=== Section Start ===

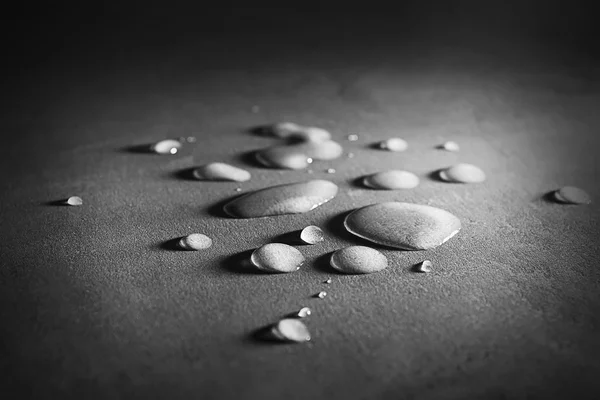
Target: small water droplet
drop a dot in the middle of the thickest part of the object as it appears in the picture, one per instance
(424, 266)
(572, 195)
(74, 201)
(304, 312)
(277, 257)
(195, 241)
(358, 260)
(312, 235)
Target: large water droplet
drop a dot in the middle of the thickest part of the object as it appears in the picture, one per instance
(463, 173)
(277, 257)
(358, 260)
(393, 144)
(195, 241)
(572, 195)
(293, 198)
(291, 330)
(221, 172)
(403, 225)
(391, 180)
(167, 146)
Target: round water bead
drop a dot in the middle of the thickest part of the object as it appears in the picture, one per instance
(195, 241)
(74, 201)
(392, 180)
(312, 235)
(403, 225)
(393, 144)
(291, 330)
(277, 257)
(463, 173)
(358, 260)
(167, 146)
(221, 172)
(572, 195)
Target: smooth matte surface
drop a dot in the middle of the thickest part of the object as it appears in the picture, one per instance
(95, 303)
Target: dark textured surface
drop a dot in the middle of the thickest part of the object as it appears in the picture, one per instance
(96, 303)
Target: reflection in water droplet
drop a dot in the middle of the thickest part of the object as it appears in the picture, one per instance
(277, 257)
(312, 235)
(403, 225)
(74, 201)
(393, 144)
(572, 195)
(391, 180)
(221, 172)
(195, 241)
(358, 260)
(293, 198)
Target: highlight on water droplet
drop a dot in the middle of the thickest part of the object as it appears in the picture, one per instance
(74, 201)
(277, 257)
(312, 235)
(195, 241)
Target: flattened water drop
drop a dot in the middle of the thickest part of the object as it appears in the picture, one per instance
(358, 260)
(392, 180)
(405, 226)
(312, 235)
(221, 172)
(277, 257)
(463, 173)
(293, 198)
(167, 146)
(195, 241)
(572, 195)
(393, 144)
(74, 201)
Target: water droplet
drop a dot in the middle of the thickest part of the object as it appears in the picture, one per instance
(74, 201)
(195, 241)
(277, 257)
(451, 146)
(312, 235)
(424, 266)
(391, 180)
(403, 225)
(291, 330)
(463, 173)
(393, 144)
(293, 198)
(221, 172)
(572, 195)
(304, 312)
(358, 260)
(167, 146)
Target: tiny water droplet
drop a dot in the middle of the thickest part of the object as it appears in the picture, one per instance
(312, 235)
(424, 266)
(277, 257)
(304, 312)
(74, 201)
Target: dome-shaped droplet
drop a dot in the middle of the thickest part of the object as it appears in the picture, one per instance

=== Section End ===

# What this task involves
In full and without error, repeat the listing above, omitting its images.

# Output of the task
Target: small water droplet
drop a dot in the middle of the thickest part of the object as it appears in the picture, one per instance
(424, 266)
(572, 195)
(74, 201)
(304, 312)
(277, 257)
(195, 241)
(358, 260)
(312, 235)
Target: large water droplet
drop a dot in the middle of the thickest part of the object as it appears in the picture, one per instance
(463, 173)
(277, 257)
(358, 260)
(393, 144)
(195, 241)
(572, 195)
(293, 198)
(291, 330)
(221, 172)
(403, 225)
(391, 180)
(167, 146)
Target: round water bead
drop a dot in the middle of the thickest part of the object as it appears in the picture, one per instance
(195, 241)
(74, 201)
(392, 180)
(312, 235)
(403, 225)
(393, 144)
(291, 330)
(277, 257)
(463, 173)
(358, 260)
(167, 146)
(221, 172)
(572, 195)
Target: smooth matte surface
drop a dot in the middle of the thickest part of the object as it appears in the picture, one per instance
(95, 303)
Target: dark textured surface
drop a dot in the middle of the thickest part of the object as it appears in the picture, one per instance
(96, 303)
Target: reflection in water droplet
drop a dot in the middle of the thickest part of the object as it appears in the picture, one per instance
(277, 257)
(312, 235)
(403, 225)
(74, 201)
(393, 144)
(572, 195)
(391, 180)
(221, 172)
(195, 241)
(358, 260)
(293, 198)
Target: highlight on water droplet
drop a dot in the middle of the thickest part of the object as it appears in the picture, one per instance
(74, 201)
(277, 257)
(312, 235)
(195, 241)
Target: flattened water drop
drop a dot in the middle of the thickest part of the object as it appears in the picture, one per instance
(358, 260)
(392, 180)
(405, 226)
(312, 235)
(221, 172)
(277, 257)
(463, 173)
(293, 198)
(167, 146)
(195, 241)
(572, 195)
(393, 144)
(74, 201)
Target: water droplet
drop a dot in the middle of the thickest part of the object as it appears in the picture, one per instance
(74, 201)
(195, 241)
(277, 257)
(451, 146)
(312, 235)
(424, 266)
(391, 180)
(403, 225)
(291, 330)
(463, 173)
(393, 144)
(293, 198)
(221, 172)
(572, 195)
(304, 312)
(358, 260)
(167, 146)
Target: tiny water droplet
drop a dot in the middle of the thickest part of the object as it appears in the picture, one per instance
(312, 235)
(424, 266)
(277, 257)
(304, 312)
(74, 201)
Target: dome-shaped droplet
drop a dot in the middle of the thickest part of the object as it appears in the picture, one per instance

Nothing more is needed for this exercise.